▸ PROBLEM DETAILS
In the passage on reservoir operation rules, which two independent variables are chosen for the linear operation rule?

▸ EXCERPTED PASSAGE
+++

To be mentioned, the actual, rather than runoff-prediction, data are used by reservoir operators in deriving the candidate operation rules, in which the actual monthly inflow is an important input component and the monthly outflow is the key decision variable. When the obtained operation rule is used for production guidance, the future monthly runoff obtained by the real-time inflow rates available on a daily basis for the past months are used to determine the flows through the turbines and the abandoned flows through the spillway.

#### 4.2. Performance Criterion

Here, two quantitative indicators are used to test the feasibility of different methods, including average power generation (APG) and generation guarantee rate (GGR). APG shows the simulated generation benefit of the target method in the long run, while GGR measures the assurance degree of the simulated power output larger than the preset minimum. Generally, the method with a larger value of the two indexes has better performance. The definitions of the two indexes are given as below:
where ${\tilde{P}}_{i,j}$ is the simulated power output of the target method at the jth period of the ith year, and ${c}_{i,j}$ is the intermediate variable.

$$APG=\frac{1}{N}{\displaystyle \sum _{i=1}^{N}{\displaystyle \sum _{j=1}^{M}{\tilde{P}}_{i,j}{t}_{i,j}}}$$

$$GGR=\frac{1}{N\times M}{\displaystyle \sum _{i=1}^{N}{\displaystyle \sum _{j=1}^{M}{c}_{i,j}}},{c}_{i,j}=\{\begin{array}{l}1\text{}\mathrm{if}\left({\tilde{P}}_{i,j}\ge {P}_{i,j}^{\mathrm{min}}\right)\\ 0\text{}\mathrm{otherwise}\end{array}$$

#### 4.3. Model Development

#### 4.3.1. MLR Model Development

Because of its simplicity and easy implementation, the linear operation rule is used for the purpose of comparison. The total discharge is chosen as the dependent variable, while the initial water level and inflow per period are chosen as two independent variables that are related to the dependent variable. The linear operation rule for Hongjiadu reservoir per month is expressed in Equation (26). Then, the parameters involved in the linear operation rule of Hongjiadu reservoir are obtained by the MLR method mentioned in the Section 3.1. Table 1 shows the obtained coefficients for the linear operation rule per month. It can be observed that three coefficients in 12 months are totally different from each other, demonstrating the complexity of reservoir operation.
where ${O}_{t}$ is the total discharge at the tth month; ${I}_{t}$ is the total inflow at the tth month; ${Z}_{t-1}^{}$ is the initial water level at the tth month; and $a$, $b$, and $c$ are three different parameters.

+++

▸ RAW RECORDS
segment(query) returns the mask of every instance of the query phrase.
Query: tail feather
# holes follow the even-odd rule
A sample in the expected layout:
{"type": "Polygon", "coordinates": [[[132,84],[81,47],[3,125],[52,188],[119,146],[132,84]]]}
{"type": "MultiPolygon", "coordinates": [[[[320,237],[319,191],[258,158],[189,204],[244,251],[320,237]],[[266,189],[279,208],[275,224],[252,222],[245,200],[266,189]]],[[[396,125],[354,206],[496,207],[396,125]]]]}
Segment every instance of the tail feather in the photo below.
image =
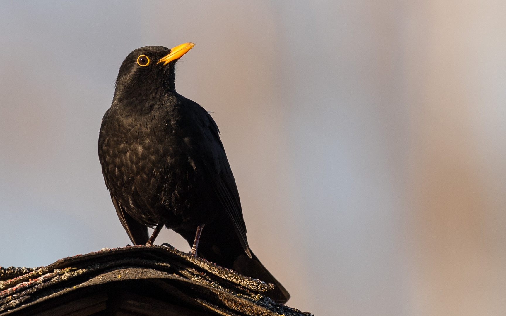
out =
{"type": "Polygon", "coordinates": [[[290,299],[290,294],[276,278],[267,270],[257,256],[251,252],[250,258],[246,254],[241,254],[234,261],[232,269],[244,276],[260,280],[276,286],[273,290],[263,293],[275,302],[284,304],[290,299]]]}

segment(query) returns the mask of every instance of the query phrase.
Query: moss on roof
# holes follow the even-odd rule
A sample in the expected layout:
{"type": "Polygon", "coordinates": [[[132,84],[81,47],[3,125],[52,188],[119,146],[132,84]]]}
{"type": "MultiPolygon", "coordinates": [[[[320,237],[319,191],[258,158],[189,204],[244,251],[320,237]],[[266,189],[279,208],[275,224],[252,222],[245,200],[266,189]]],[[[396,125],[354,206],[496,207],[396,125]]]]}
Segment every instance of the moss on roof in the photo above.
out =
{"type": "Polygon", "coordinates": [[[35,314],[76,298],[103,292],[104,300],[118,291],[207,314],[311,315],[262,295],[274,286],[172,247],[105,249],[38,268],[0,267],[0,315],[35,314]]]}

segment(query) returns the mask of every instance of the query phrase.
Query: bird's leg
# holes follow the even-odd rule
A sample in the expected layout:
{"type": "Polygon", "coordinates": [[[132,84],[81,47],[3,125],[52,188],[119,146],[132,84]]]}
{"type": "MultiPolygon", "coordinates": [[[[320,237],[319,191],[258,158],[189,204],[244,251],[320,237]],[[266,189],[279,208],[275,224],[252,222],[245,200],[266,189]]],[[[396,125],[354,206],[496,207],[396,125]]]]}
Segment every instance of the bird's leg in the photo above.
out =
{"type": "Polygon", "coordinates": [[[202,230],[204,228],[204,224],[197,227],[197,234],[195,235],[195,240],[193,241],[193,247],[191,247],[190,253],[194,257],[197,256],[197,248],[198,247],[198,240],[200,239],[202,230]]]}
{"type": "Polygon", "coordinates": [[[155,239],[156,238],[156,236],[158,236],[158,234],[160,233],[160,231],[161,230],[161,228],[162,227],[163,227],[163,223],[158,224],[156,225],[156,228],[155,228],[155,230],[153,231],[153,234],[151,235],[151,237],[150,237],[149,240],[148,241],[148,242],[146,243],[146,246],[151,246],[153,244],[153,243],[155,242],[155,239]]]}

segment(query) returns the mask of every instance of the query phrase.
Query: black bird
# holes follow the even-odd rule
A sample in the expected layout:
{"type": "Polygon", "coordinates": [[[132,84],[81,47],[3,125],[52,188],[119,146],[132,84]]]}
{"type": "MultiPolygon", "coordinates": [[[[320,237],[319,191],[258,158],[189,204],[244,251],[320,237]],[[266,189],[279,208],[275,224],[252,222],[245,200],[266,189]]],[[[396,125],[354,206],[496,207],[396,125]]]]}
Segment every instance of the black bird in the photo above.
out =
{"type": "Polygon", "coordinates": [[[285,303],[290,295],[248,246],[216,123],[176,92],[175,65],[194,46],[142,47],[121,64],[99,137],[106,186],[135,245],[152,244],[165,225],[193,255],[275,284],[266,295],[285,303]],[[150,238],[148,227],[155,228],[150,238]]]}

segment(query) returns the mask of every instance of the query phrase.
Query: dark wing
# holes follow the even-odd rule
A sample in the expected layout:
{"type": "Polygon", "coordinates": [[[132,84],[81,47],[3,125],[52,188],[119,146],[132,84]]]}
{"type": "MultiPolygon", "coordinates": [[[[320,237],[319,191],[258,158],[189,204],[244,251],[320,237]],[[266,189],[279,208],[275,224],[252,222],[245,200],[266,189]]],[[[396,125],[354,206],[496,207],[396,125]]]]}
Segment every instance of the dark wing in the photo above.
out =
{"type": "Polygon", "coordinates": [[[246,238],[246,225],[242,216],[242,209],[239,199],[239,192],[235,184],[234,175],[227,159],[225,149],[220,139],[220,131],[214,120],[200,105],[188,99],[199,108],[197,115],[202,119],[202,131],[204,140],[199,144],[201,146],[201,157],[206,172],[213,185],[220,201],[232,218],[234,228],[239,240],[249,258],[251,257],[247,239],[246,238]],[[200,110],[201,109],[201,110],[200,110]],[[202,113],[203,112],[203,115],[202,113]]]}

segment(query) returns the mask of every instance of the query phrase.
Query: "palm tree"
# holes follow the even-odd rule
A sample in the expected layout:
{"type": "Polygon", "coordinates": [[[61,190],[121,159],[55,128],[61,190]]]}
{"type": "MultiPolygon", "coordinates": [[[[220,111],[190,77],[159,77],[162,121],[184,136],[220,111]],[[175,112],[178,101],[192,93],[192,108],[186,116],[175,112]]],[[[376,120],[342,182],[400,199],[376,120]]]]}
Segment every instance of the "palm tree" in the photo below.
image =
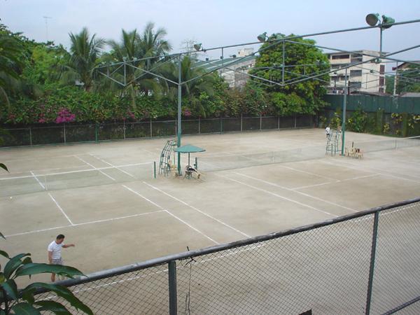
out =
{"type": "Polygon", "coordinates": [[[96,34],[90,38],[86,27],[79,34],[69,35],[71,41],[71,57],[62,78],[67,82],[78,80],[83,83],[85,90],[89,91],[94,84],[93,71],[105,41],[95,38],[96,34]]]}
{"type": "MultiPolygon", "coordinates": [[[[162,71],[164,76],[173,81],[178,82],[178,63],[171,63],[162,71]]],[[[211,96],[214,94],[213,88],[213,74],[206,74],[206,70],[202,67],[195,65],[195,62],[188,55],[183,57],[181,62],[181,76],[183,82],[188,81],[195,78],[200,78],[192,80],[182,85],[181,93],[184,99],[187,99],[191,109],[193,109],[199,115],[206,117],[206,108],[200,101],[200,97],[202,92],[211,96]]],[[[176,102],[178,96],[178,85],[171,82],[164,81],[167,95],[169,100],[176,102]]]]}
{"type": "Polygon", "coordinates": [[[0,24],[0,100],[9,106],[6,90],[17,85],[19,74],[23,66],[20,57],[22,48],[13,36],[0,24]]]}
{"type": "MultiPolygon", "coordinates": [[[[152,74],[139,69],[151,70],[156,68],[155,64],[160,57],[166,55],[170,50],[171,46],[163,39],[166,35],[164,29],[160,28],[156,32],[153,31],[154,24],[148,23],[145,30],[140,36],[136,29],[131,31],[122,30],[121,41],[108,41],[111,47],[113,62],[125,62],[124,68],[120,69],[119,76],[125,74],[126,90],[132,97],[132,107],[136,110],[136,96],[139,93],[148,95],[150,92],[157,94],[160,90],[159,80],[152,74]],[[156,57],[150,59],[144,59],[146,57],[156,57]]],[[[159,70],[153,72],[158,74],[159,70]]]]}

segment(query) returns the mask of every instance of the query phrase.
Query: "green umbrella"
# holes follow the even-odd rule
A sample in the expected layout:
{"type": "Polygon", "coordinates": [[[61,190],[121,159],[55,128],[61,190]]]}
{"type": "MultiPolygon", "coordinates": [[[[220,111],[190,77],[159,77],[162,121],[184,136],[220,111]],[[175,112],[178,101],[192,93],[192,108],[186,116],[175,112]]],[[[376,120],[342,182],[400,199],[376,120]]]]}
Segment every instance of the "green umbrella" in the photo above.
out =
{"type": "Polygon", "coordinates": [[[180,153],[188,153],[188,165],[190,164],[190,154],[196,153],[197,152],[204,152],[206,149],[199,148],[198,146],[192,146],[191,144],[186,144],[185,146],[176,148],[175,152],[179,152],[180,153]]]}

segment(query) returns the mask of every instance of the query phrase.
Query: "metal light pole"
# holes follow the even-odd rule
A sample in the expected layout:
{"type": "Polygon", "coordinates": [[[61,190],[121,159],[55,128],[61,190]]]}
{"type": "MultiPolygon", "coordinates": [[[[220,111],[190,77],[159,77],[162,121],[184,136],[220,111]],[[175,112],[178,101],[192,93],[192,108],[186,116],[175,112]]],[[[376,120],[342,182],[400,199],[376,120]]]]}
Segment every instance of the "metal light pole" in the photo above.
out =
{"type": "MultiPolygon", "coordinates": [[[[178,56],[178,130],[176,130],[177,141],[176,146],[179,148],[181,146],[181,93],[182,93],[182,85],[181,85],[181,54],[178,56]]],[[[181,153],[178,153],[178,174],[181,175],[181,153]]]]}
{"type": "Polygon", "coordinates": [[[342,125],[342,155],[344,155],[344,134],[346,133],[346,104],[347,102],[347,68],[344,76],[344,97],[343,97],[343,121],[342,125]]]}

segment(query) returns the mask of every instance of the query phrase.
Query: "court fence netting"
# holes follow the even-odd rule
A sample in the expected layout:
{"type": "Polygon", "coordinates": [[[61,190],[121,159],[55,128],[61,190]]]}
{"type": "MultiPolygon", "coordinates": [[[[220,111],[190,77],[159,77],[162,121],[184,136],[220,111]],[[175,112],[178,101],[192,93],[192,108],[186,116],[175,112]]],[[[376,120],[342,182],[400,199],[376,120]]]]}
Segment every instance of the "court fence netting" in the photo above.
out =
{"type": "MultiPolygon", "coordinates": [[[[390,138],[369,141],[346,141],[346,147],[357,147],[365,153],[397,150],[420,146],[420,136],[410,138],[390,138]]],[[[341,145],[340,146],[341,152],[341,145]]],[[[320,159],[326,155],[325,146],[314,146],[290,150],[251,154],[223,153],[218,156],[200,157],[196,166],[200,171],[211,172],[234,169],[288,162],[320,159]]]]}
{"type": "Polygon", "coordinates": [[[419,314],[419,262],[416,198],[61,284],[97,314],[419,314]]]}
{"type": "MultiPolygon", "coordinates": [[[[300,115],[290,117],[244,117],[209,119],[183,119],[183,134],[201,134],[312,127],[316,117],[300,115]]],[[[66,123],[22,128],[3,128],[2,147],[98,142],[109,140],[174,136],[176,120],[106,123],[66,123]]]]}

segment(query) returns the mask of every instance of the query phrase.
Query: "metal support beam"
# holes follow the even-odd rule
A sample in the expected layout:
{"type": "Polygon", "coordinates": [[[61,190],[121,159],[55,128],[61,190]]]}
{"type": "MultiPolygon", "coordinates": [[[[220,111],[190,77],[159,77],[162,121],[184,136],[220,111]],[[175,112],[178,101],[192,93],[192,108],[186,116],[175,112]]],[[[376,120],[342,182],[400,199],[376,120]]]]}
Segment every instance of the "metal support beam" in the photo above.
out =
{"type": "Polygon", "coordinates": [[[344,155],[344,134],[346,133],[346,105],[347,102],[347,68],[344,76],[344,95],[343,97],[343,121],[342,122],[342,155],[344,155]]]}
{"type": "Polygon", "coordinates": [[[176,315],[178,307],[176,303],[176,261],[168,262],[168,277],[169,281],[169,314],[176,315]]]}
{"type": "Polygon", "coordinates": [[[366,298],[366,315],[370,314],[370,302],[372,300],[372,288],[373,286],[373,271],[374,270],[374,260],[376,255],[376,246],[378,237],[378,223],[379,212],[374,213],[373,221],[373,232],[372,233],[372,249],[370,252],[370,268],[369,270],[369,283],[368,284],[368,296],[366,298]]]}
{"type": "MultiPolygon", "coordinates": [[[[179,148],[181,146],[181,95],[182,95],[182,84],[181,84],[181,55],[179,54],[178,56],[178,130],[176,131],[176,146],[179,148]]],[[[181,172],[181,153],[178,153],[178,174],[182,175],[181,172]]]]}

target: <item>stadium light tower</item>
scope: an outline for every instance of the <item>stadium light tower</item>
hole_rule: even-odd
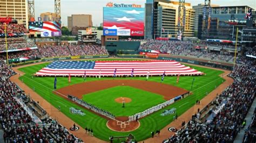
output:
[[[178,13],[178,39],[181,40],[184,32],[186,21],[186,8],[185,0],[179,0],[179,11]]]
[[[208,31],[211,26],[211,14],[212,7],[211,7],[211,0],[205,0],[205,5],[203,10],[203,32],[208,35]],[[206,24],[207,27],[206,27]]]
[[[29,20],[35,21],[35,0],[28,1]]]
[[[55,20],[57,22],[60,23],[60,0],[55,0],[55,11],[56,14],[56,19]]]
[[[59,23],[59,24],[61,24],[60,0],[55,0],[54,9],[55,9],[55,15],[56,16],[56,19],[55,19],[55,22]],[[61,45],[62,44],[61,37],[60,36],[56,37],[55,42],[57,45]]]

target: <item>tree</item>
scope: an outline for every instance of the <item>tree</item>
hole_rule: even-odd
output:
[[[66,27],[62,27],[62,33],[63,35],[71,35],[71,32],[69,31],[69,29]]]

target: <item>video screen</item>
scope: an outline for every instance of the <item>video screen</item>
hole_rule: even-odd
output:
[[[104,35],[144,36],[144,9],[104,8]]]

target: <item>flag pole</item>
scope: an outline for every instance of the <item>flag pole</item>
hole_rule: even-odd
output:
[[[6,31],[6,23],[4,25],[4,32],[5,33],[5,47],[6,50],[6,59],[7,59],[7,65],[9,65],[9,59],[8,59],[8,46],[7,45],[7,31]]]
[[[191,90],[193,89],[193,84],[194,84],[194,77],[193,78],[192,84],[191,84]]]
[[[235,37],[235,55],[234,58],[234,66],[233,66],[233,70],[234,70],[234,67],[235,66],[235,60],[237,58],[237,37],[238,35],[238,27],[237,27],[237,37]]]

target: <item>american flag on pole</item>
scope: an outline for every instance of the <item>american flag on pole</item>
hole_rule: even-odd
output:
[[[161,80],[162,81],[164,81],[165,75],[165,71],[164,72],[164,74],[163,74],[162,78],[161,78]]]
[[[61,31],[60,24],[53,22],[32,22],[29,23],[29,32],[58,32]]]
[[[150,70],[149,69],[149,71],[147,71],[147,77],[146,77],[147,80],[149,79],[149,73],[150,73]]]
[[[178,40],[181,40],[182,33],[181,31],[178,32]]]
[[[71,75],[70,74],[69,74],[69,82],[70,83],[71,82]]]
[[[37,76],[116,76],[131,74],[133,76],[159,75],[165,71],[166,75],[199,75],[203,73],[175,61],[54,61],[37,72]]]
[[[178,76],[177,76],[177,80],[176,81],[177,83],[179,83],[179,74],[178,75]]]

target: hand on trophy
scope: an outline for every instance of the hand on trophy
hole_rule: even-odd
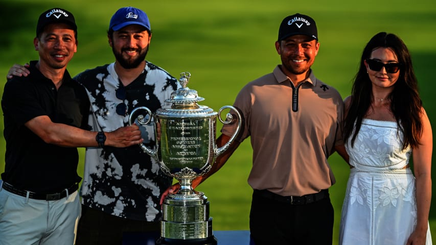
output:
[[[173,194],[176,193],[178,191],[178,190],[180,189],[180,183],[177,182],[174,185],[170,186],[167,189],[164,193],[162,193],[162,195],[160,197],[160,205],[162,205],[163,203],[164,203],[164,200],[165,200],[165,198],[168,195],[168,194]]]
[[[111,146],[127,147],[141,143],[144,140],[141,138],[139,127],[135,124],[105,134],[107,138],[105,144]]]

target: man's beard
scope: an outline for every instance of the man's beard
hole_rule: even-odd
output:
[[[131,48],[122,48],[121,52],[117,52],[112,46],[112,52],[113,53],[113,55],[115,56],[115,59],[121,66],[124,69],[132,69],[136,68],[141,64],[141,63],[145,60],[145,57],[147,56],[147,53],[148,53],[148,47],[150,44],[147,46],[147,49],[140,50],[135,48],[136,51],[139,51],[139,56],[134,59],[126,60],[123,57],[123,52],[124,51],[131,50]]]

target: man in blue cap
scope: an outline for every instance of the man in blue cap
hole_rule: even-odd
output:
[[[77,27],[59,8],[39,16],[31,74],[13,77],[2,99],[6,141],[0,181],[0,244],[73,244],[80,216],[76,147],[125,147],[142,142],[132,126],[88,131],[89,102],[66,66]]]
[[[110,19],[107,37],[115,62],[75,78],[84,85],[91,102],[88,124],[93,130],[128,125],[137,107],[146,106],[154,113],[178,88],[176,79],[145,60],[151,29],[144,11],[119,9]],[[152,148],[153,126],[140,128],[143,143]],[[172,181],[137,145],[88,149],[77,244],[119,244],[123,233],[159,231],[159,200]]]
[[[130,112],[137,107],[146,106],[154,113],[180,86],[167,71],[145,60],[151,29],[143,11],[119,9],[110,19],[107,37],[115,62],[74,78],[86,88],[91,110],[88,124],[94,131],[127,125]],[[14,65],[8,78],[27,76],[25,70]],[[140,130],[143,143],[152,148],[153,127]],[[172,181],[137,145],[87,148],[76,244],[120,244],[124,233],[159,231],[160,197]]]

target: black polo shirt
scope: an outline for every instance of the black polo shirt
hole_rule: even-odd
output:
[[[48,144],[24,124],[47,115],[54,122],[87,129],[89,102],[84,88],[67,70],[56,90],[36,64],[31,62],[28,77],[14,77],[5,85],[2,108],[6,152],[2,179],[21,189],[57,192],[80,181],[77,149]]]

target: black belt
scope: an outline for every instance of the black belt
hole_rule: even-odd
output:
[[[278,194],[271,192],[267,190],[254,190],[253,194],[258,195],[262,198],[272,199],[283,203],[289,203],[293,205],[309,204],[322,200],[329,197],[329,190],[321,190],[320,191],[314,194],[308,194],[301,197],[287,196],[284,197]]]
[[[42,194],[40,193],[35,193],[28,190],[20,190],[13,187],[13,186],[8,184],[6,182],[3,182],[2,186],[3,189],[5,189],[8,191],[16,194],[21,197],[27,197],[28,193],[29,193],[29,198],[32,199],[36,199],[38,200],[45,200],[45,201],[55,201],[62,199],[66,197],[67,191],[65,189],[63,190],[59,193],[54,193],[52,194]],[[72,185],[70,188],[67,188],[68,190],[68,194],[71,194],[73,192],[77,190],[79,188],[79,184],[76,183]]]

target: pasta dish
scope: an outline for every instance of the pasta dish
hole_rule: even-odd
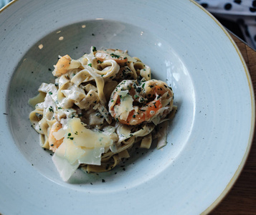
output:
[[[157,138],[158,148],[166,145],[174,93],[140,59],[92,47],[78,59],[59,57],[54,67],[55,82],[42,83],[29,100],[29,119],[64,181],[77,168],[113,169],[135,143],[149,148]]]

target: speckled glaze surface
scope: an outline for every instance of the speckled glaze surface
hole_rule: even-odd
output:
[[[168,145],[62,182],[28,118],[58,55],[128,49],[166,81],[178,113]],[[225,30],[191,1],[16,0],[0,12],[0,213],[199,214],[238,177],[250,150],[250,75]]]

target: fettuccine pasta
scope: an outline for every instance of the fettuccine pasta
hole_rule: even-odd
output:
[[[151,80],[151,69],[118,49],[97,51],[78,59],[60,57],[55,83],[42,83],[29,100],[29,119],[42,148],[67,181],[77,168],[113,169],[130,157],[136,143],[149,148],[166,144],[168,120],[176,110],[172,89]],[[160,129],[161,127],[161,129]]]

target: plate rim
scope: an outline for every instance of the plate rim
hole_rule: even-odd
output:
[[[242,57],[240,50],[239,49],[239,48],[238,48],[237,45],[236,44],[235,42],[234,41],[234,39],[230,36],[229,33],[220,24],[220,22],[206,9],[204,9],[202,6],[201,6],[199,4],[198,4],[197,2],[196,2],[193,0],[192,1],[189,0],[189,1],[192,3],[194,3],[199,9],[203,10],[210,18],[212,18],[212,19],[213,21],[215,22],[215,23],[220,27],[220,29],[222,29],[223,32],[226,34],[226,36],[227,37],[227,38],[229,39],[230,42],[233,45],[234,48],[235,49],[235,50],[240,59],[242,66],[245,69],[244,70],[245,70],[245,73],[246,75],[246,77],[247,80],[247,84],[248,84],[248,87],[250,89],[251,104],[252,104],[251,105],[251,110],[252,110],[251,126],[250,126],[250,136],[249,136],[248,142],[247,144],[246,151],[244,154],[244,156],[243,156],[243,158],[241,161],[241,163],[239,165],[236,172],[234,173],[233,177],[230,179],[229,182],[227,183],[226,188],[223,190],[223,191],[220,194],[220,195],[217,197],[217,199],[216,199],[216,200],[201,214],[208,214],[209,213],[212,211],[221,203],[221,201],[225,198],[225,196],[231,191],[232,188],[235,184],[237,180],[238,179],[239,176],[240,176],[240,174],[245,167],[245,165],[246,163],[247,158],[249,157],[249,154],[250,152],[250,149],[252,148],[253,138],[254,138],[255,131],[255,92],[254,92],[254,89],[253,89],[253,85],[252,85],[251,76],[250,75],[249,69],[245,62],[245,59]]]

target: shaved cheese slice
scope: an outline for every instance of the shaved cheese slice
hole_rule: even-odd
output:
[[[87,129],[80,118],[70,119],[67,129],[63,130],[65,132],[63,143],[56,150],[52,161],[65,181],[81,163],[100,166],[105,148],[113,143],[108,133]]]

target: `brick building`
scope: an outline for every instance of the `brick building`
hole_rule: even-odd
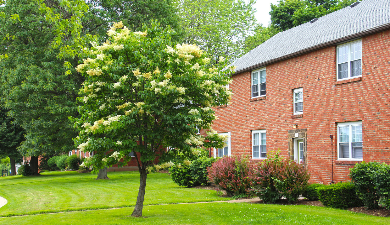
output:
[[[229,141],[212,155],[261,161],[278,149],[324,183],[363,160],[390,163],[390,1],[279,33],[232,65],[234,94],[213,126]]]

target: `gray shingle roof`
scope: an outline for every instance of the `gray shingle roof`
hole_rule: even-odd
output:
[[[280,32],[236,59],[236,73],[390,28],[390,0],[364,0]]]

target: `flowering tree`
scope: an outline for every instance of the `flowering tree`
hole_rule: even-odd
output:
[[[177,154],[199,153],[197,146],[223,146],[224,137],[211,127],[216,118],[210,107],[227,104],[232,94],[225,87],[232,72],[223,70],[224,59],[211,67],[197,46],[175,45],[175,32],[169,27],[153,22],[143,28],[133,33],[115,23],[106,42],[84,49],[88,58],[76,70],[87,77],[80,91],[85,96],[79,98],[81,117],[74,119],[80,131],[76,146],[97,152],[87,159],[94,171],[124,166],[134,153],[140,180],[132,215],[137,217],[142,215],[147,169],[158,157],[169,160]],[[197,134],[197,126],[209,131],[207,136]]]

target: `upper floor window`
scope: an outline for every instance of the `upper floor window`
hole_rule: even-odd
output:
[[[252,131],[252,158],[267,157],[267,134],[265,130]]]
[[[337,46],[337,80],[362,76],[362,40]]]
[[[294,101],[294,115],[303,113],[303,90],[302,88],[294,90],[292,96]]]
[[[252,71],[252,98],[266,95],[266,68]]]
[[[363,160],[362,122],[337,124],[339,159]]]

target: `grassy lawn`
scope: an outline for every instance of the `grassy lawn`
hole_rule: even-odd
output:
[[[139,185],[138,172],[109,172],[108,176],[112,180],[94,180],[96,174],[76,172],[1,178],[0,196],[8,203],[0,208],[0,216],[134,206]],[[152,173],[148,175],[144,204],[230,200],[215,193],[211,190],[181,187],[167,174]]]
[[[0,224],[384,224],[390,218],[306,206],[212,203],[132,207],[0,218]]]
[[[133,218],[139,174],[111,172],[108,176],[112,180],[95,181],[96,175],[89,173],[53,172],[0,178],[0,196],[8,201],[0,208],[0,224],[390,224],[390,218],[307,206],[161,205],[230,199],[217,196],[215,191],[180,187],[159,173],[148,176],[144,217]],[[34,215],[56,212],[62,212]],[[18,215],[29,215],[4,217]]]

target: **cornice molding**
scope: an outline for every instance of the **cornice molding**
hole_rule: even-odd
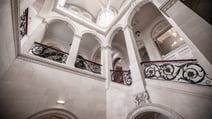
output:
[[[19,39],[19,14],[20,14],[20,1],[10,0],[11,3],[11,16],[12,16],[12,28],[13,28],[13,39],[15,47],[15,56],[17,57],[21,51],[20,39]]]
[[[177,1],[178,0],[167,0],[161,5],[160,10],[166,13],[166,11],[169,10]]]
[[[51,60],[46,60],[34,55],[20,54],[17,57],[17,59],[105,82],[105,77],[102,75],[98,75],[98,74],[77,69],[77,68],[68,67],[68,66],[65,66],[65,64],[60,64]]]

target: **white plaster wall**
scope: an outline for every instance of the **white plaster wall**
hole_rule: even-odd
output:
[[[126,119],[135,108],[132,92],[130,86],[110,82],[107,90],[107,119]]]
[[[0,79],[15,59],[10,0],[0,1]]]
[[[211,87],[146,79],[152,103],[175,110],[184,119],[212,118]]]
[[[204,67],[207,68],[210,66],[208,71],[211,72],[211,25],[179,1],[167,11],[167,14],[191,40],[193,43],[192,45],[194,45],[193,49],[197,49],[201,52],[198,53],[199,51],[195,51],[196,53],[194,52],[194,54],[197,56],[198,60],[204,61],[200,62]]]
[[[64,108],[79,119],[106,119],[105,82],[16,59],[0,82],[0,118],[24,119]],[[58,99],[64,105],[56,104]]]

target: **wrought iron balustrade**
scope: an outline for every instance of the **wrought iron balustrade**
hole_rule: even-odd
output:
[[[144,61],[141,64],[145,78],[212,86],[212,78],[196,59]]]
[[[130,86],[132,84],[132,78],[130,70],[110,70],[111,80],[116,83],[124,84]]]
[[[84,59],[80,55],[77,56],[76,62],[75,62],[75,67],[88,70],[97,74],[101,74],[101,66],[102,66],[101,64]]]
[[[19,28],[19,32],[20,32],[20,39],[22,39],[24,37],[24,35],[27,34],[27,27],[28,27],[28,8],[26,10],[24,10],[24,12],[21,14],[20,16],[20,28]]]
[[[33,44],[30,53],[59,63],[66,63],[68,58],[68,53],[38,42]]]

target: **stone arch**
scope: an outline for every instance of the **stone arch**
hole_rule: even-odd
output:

+++

▸ TASK OUTPUT
The initial water level and the inflow per period.